Text shown —
- - -
Model selection with loo and bridge sampling

Hi, sorry for not getting to you earlier, this is relevant question.

A very rough rule of thumb is that a elpd_diff larger than 2 * se_diff is bigger than most of the noise we have in evaluting elpd (which could mean that it is large or that there is little noise). Agree that this looks like not very big differences, but I find it more useful to use the model weights (as you did).

The fact that you get different results with loo and with bridgesampling is not surprising, both answer quite different questions (my current best thoughts on this are at Hypothesis testing, model selection, model comparison - some thoughts ). In particular, Bayes factors do weird stuff when none of your models is a good fit for the data, while loo is mostly robust to this.

The loo results you see are indeed indicative of no of the models working much better than others in leave-one-out cross validation (as reflected by the model weights). Averaging over the models makes sense if your goal is out of sample prediction.

I don’t think so - note that those weights do not average over parameters, they average over predictions - I would expect many parameters are not even shared by the individual models, so I don’t think you could even meaningfully define what would be the expected behaviour. What you can do is to make predictions from the “ensemble” model and interpret those (e.g. how big change does the model predict for reassigning all the subjects to one of the treatments group).

Hope that clarifies more than confuses.

Best of luck with your modelling.
- - -
What to do —
In the forum reply on model selection, what rough rule of thumb is given for when an elpd_diff is bigger than most of the noise?

Object point labels:
- - -
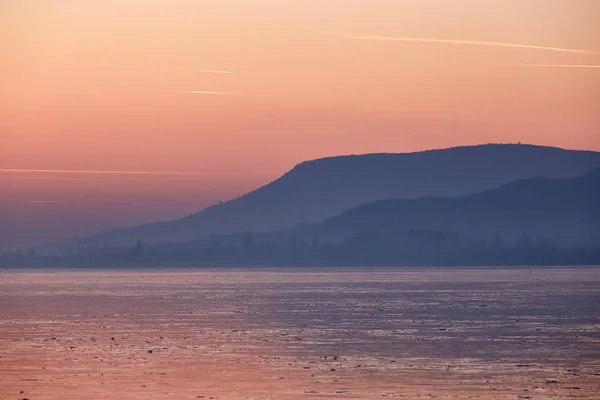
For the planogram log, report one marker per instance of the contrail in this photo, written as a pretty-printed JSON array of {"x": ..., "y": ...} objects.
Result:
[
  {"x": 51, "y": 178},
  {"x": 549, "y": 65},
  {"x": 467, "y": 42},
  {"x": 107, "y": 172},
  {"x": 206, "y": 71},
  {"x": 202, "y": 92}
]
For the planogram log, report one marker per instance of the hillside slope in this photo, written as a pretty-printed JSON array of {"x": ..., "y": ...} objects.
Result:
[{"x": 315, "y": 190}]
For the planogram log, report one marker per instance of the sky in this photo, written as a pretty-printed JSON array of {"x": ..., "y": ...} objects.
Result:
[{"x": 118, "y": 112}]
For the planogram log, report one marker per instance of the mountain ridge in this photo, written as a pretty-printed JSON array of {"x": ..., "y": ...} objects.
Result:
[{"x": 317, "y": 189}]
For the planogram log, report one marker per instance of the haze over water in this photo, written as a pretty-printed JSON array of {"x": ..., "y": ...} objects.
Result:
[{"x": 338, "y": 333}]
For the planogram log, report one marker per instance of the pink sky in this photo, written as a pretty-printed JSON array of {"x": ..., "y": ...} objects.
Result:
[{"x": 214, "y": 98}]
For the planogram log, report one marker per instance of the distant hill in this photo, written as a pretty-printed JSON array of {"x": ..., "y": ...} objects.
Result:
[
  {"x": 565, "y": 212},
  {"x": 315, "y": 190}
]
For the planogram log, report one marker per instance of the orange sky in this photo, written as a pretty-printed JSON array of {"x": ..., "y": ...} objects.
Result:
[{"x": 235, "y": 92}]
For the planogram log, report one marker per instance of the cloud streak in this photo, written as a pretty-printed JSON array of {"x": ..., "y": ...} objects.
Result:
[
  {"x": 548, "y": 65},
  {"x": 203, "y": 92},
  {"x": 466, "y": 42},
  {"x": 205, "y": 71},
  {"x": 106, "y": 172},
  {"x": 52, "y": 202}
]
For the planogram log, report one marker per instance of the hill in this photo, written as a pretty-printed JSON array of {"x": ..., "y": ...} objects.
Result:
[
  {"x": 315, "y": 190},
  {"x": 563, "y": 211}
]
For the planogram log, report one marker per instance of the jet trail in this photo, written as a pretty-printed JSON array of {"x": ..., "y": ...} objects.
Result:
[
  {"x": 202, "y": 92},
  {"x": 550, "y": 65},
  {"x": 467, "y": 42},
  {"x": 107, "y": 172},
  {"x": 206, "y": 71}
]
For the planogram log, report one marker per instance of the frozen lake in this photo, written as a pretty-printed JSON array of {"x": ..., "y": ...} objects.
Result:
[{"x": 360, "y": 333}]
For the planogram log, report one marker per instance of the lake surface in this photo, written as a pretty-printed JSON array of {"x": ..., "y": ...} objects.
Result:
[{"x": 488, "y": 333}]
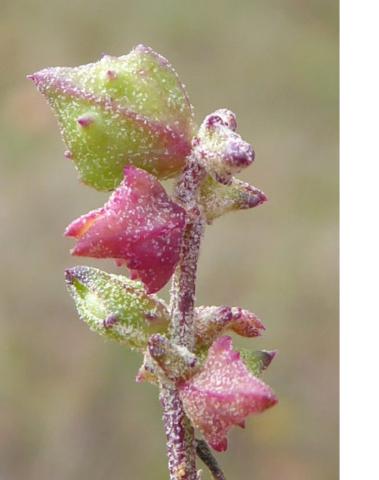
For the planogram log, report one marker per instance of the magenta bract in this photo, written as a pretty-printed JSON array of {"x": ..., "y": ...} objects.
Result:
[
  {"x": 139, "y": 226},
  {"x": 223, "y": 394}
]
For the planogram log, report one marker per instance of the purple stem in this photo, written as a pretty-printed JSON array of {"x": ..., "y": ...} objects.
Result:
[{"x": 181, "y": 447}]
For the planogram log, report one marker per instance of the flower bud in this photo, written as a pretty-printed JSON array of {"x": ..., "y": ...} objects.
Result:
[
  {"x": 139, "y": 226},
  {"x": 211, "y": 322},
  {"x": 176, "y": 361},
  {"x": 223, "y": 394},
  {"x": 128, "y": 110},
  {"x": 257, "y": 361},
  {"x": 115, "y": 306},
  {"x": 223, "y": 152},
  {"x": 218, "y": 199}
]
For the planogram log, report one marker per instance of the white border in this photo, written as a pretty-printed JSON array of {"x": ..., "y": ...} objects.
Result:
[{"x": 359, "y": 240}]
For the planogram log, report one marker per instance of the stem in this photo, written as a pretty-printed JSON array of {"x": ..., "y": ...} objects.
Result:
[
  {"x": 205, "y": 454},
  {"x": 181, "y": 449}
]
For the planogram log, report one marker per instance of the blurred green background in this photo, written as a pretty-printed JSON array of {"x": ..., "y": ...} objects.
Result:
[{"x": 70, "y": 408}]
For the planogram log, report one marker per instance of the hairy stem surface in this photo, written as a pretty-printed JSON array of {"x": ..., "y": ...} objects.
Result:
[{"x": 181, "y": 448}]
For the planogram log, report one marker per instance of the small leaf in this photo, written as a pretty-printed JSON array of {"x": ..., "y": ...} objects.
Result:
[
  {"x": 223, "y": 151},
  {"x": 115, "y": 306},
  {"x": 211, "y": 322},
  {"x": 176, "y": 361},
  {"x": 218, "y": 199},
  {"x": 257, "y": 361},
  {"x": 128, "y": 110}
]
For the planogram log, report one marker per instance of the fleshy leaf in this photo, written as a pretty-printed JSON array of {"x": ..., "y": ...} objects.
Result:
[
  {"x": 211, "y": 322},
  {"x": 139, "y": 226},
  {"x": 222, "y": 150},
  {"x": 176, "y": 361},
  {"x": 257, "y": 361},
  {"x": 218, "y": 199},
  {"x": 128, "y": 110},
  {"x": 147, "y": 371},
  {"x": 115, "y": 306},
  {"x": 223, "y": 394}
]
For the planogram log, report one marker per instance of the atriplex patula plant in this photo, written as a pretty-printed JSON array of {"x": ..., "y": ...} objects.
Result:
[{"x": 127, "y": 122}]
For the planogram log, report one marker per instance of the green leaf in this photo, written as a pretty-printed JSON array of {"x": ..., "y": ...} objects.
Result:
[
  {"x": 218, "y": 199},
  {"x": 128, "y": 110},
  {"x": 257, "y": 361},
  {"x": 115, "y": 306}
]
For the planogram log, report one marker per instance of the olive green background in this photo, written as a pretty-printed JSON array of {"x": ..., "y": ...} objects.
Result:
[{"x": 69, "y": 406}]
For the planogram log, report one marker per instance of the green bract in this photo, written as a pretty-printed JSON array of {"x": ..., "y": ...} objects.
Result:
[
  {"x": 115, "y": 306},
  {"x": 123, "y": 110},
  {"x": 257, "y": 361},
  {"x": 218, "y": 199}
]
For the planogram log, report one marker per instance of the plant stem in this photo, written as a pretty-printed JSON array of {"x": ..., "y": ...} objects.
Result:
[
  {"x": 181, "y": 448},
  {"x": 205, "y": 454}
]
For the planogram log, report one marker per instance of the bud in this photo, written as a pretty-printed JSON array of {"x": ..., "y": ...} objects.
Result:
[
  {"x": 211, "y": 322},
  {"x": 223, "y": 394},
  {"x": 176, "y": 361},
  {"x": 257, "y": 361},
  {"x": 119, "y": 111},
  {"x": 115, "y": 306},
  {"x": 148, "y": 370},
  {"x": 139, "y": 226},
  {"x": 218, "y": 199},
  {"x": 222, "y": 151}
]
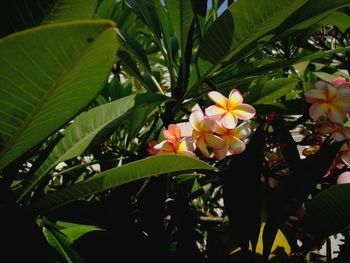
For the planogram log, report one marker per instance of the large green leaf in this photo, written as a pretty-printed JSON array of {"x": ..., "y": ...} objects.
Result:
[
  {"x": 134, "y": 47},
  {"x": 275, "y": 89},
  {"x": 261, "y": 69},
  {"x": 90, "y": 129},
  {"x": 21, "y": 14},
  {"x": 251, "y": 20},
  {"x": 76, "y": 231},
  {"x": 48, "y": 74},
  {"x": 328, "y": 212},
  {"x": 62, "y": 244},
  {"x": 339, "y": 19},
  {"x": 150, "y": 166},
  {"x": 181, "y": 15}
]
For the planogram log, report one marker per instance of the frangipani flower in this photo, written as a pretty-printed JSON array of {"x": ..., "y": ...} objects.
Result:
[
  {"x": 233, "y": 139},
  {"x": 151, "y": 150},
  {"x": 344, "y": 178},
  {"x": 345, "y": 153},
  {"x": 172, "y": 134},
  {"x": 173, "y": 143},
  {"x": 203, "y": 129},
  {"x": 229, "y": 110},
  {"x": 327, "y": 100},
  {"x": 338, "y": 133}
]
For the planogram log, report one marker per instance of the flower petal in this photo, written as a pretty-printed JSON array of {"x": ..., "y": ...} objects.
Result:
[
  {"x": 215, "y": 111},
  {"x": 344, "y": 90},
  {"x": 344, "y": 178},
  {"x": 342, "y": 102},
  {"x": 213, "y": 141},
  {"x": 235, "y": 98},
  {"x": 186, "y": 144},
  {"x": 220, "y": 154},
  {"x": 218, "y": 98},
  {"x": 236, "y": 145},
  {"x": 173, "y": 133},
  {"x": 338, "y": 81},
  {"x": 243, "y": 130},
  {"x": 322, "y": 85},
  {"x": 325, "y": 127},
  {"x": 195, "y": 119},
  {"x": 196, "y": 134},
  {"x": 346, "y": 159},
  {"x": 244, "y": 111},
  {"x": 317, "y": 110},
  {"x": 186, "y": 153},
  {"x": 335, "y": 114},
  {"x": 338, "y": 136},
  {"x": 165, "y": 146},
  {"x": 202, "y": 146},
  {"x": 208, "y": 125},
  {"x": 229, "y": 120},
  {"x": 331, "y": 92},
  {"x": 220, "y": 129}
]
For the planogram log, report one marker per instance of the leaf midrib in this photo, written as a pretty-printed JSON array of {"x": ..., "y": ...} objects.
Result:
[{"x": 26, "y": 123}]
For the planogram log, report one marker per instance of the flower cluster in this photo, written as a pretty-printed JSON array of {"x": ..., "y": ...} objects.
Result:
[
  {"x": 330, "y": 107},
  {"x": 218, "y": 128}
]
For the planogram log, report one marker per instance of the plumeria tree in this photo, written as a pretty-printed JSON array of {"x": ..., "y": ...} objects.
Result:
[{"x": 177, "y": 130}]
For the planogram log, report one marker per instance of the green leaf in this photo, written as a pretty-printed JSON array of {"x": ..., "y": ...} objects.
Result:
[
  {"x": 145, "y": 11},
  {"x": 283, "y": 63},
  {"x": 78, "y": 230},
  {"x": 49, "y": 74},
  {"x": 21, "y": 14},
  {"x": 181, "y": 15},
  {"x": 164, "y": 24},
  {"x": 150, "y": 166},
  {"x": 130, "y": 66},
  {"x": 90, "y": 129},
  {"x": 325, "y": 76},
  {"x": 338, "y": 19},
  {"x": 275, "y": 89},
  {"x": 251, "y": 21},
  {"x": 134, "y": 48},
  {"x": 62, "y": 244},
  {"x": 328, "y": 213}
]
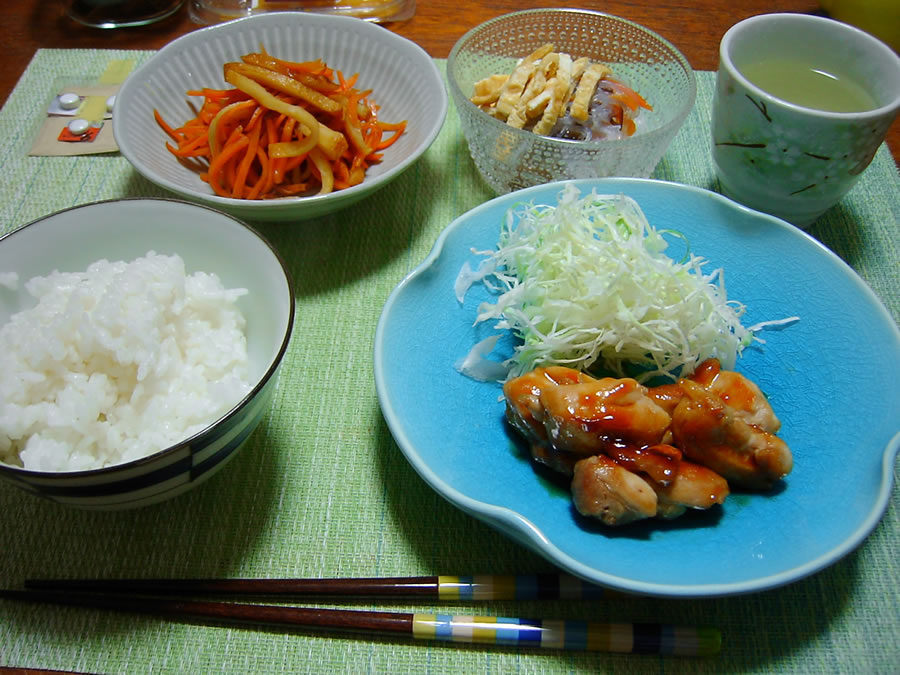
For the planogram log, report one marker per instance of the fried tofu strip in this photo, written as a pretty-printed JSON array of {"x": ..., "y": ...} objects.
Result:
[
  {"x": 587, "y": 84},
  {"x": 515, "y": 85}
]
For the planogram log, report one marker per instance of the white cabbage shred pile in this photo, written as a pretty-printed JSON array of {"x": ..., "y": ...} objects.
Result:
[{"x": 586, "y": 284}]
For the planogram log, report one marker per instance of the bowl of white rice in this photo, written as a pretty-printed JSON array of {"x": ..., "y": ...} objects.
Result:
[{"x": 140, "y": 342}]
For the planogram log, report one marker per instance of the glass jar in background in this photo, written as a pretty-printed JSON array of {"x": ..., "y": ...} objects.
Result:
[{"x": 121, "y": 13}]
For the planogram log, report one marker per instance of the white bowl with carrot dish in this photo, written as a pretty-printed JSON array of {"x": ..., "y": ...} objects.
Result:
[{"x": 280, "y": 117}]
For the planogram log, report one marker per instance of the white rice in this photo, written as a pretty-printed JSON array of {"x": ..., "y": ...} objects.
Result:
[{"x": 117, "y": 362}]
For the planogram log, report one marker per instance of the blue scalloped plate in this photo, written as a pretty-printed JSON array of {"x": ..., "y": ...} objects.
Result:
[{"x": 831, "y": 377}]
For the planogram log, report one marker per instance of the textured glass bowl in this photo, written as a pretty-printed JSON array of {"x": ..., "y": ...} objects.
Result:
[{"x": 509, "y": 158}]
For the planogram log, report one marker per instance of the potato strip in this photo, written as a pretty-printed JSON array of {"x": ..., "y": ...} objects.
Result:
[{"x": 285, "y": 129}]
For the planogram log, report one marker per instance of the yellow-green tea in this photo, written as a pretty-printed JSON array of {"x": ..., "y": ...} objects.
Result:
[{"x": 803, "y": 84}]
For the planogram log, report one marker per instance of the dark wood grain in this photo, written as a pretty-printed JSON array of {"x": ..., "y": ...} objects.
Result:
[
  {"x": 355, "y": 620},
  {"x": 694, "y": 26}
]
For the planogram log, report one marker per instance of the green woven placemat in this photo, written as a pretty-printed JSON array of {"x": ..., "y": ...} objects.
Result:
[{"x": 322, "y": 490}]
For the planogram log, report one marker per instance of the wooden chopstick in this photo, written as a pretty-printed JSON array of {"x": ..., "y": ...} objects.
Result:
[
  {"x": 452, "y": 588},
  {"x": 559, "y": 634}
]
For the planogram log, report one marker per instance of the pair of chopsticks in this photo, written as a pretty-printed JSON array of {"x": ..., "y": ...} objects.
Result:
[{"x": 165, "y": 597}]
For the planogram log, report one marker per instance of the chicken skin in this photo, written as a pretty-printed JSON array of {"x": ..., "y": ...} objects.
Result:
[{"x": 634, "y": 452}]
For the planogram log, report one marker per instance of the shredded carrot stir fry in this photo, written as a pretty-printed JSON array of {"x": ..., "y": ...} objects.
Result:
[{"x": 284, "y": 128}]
- - -
Response —
An elpd_diff larger than 2 * se_diff.